# Stated goal
From the listing below, pull out each line that contains the string "right" and copy those lines unchanged.

# Annotation records
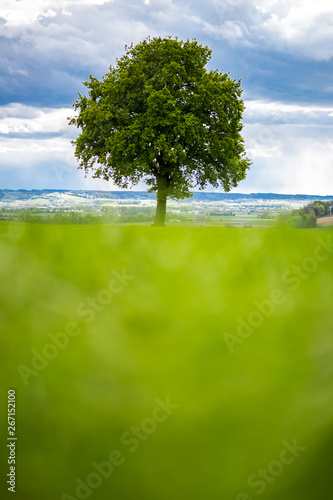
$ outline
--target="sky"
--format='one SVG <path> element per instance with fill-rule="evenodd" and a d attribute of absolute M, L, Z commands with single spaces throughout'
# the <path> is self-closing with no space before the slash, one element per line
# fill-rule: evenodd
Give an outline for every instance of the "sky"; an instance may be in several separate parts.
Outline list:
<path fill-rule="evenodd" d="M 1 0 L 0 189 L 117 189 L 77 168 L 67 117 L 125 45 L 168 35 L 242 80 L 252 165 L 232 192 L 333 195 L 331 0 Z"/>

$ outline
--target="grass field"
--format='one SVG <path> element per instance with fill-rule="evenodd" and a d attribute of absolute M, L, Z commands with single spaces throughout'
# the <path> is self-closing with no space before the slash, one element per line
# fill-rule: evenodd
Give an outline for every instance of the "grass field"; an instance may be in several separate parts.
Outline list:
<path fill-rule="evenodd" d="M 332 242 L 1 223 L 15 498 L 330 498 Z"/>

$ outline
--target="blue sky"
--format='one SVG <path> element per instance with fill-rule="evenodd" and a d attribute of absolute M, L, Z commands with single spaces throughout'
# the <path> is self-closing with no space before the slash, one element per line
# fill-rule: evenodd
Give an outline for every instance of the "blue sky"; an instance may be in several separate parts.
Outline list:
...
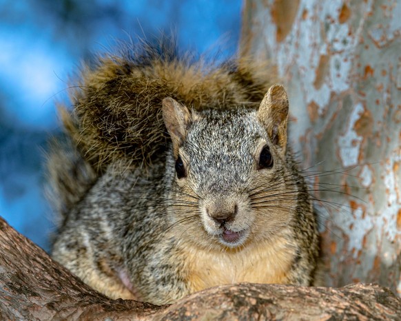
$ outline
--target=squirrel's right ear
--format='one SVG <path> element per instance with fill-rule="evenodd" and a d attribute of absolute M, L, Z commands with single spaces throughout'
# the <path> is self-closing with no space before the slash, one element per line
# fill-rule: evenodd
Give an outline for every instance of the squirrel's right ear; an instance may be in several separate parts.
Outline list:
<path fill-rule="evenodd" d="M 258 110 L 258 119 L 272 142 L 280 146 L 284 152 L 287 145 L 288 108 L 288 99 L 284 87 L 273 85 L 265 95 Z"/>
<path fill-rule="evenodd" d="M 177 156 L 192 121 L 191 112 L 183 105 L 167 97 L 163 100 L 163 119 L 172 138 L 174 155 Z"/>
--
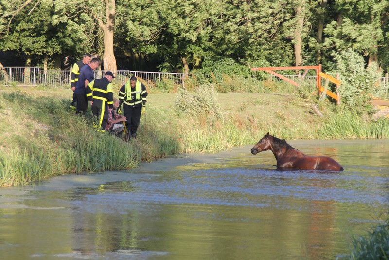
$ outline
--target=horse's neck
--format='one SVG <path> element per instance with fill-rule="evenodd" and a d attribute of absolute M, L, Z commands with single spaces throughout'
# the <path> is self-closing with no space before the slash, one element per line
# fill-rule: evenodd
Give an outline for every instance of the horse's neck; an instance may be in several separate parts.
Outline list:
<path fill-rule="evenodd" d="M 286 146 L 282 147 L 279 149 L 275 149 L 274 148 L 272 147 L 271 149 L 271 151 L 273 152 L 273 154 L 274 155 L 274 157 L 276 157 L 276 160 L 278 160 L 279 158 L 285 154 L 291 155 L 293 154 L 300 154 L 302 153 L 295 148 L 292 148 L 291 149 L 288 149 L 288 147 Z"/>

# Expected output
--target=squirrel's right ear
Give an outline for every instance of the squirrel's right ear; an instance may be in several separate parts.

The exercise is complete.